Task prompt: The piece below on capstone assessment in VET defines an endpoint assessment. Which things does that definition say it independently assesses? List every one.

Page:
# # #

Is it time for capstone or endpoint independent assessment in VET?

With a number of countries including the UK moving towards using some sort of capstone or endpoint assessment to act as a final gateway for apprentices, to confirm their competence, prior to being awarded their qualification,  it seems like it may not be a bad time for the Australian VET sector to look at the concept as well.

What is an endpoint or capstone assessment then?  It is an independent assessment  of the knowledge, skills and behaviours that have been learnt throughout the apprenticeship. The purpose of which is to make sure the apprentice meets the standard set by employers and are fully competent in the occupation.  If we take the UK for example End-point assessment must be administered by an assessor from an approved, independent End-point Assessment Organisation, and not by the training provider.  It is the simple idea that at the conclusion of the apprenticeship and prior to the awarding of the qualification an independent body, not connected to the training provider or the employer, makes a final assessment of the skills and knowledge of the apprentice to ensure that they have successfully learnt the skills required for the qualification and are therefore competent to be awarded the qualification.

# # #

Items stored in a collection:
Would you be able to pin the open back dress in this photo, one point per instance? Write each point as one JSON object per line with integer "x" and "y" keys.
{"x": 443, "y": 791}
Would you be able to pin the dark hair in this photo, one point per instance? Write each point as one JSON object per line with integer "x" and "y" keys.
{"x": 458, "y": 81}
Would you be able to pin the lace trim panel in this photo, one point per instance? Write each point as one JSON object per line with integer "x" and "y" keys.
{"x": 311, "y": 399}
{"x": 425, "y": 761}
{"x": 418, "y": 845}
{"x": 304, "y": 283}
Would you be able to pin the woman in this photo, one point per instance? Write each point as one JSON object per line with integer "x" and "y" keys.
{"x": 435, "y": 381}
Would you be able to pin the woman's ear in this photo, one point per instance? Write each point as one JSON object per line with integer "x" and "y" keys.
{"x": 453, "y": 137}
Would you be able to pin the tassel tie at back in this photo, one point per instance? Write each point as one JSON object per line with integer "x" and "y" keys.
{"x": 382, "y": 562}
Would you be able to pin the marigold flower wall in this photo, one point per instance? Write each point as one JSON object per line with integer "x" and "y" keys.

# # #

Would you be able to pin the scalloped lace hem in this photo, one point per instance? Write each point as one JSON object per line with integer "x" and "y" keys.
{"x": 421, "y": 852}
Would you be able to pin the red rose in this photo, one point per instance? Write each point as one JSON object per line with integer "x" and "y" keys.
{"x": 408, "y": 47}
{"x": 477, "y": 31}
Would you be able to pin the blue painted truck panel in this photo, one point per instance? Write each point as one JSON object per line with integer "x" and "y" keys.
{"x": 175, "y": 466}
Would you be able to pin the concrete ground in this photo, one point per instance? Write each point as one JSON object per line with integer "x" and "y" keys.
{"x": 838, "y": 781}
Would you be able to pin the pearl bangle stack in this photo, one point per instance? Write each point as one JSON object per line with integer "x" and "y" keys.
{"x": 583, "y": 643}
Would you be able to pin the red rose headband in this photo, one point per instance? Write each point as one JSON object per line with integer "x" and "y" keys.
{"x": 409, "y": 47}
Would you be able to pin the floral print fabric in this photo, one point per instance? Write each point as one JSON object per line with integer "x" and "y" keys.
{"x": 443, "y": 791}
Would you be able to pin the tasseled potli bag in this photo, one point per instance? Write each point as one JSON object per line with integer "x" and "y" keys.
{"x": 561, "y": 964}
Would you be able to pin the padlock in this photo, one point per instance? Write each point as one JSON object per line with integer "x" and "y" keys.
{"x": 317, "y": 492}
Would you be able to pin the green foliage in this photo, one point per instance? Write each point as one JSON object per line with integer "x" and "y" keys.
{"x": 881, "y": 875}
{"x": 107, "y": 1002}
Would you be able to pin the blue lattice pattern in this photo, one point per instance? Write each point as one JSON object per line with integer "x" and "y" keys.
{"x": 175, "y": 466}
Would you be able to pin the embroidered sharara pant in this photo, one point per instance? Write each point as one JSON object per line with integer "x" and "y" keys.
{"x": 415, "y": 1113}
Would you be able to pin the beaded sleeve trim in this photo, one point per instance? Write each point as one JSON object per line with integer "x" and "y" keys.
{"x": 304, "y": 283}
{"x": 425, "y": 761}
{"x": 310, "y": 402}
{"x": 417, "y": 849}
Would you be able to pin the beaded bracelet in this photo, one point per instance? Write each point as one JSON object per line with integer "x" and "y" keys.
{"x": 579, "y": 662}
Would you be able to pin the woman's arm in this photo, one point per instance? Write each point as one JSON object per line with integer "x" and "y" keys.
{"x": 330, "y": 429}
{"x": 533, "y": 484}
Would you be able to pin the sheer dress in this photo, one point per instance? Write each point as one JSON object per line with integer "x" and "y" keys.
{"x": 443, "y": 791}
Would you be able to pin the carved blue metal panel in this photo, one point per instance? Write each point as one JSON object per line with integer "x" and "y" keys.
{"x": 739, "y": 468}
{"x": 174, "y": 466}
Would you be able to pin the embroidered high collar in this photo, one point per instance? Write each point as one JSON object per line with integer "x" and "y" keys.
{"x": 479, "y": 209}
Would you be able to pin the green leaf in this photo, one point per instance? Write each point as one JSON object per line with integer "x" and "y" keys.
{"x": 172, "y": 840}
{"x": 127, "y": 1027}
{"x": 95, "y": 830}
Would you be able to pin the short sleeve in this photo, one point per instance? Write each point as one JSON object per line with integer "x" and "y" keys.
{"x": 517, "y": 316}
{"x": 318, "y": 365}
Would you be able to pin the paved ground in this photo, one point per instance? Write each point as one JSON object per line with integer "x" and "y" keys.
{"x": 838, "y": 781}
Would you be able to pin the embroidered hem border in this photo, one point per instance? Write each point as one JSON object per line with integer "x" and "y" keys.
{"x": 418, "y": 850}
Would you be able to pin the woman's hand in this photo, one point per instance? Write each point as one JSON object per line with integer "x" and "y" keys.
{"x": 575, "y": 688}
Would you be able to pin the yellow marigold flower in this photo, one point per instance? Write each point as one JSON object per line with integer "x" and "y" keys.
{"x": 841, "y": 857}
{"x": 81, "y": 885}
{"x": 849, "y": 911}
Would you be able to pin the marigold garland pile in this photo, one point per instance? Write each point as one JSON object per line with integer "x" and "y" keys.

# # #

Response below:
- Knowledge
- Skills
- Behaviours